**EXERCISE:** Every line of the entries below from the one containing "Each <instance> block is" to the one containing "positive clicks: (692, 488) (719, 552)", both ends included, must be written out exactly. No other line belongs in the answer.

**PROVIDED RECORDS:**
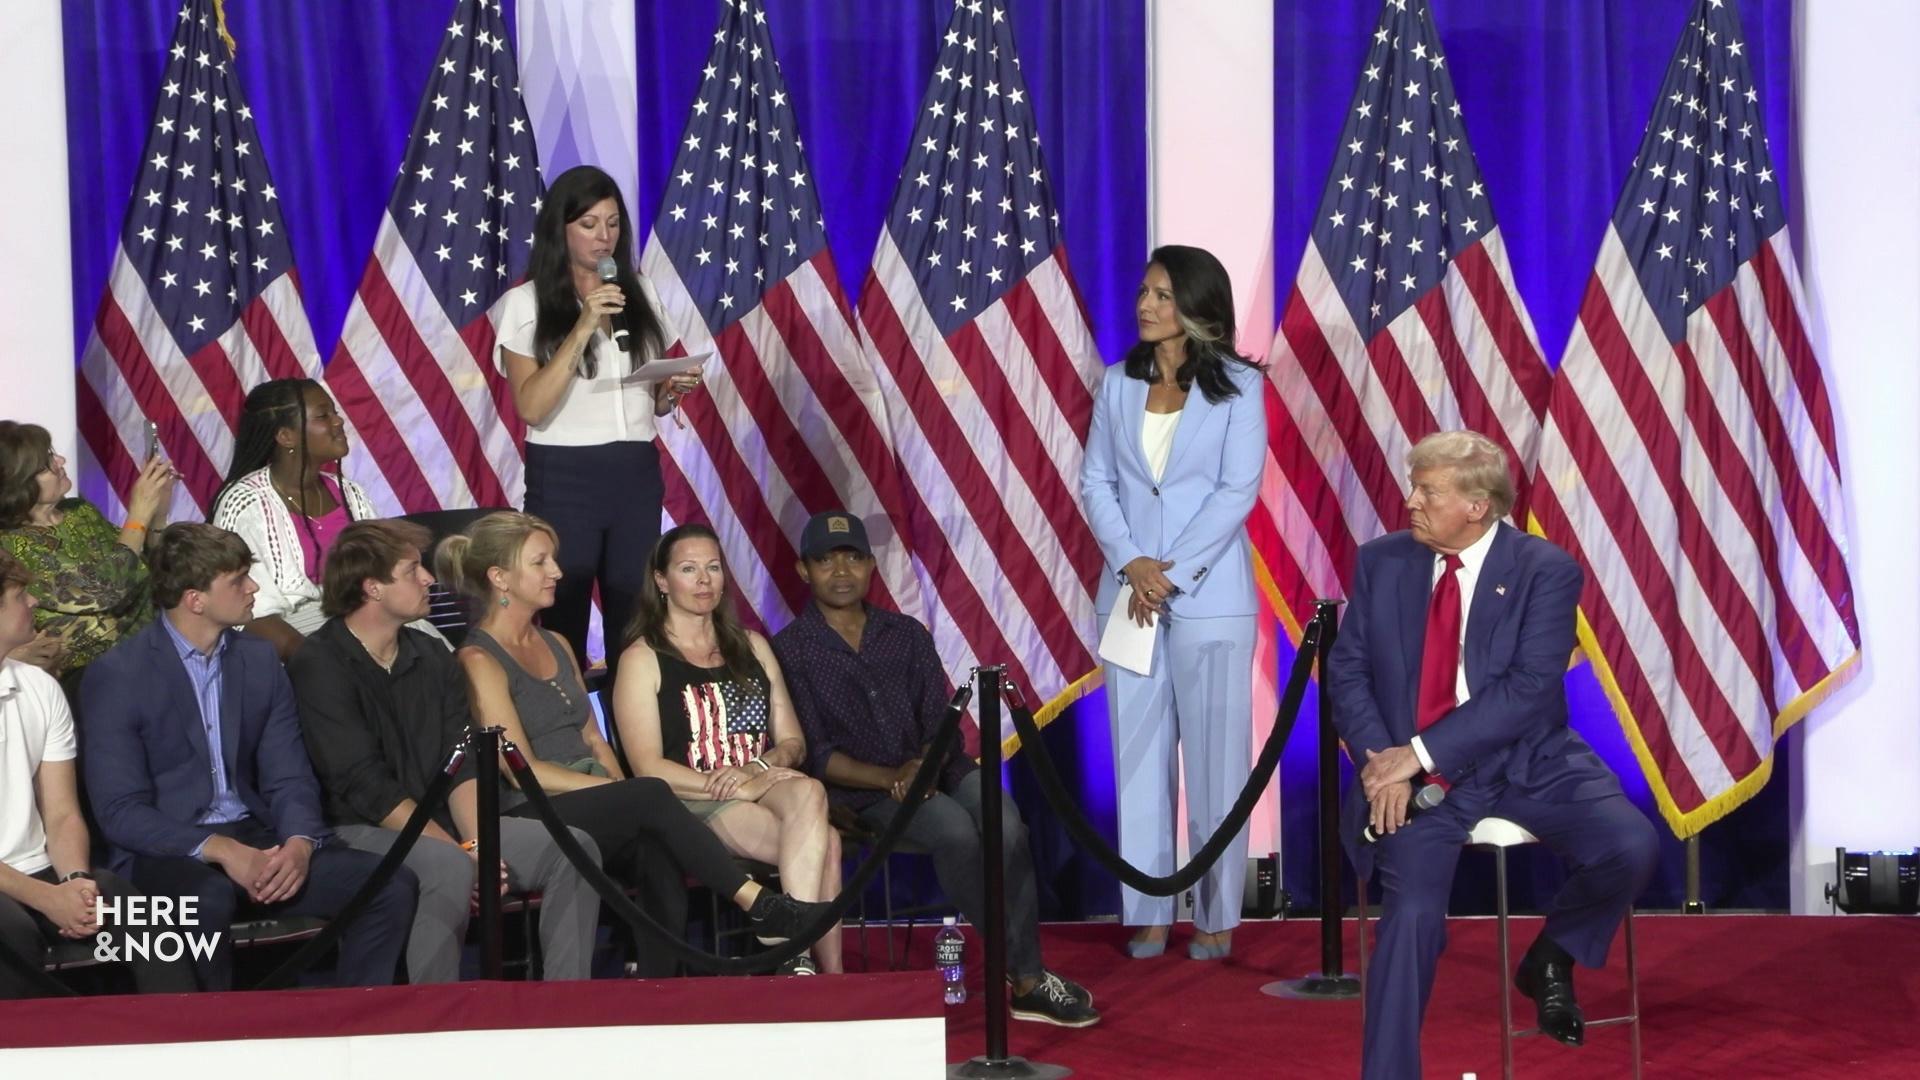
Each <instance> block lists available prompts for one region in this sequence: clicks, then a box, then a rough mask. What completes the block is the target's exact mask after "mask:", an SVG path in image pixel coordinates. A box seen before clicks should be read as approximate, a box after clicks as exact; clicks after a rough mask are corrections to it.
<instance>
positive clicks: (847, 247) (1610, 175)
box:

* * *

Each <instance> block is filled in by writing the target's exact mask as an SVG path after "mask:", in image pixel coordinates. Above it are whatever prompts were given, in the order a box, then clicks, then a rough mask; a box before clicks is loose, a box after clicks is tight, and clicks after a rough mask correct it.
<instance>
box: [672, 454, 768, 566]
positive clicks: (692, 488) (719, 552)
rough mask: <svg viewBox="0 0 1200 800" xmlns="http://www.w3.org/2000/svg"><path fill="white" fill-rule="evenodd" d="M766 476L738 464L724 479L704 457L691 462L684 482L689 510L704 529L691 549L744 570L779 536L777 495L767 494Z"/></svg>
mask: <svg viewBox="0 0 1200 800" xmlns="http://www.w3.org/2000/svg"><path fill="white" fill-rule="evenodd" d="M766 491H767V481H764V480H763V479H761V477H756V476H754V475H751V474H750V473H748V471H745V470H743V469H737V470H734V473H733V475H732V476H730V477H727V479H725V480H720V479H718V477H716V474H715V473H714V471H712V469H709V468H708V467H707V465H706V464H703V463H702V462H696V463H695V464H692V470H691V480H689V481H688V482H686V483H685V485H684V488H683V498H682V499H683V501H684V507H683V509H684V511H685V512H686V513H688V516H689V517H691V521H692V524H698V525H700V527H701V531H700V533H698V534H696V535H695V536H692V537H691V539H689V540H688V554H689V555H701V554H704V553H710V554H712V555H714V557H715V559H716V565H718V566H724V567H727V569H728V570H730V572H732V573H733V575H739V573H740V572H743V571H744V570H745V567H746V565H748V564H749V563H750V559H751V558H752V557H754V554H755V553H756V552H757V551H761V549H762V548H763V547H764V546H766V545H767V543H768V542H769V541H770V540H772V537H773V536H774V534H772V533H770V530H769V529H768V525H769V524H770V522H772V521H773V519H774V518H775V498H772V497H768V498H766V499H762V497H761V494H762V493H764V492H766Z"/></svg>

**RESPONSE:**
Each <instance> block is filled in by writing the target's exact mask as an SVG path after "mask:", in image pixel coordinates. Above it are whatever prompts were given, in the order a box, then clicks, then a rough mask; a box before clicks is loose, a box after clicks is tight, and clicks after a rough mask correct it.
<instance>
box: [672, 454, 768, 566]
positive clicks: (692, 488) (719, 552)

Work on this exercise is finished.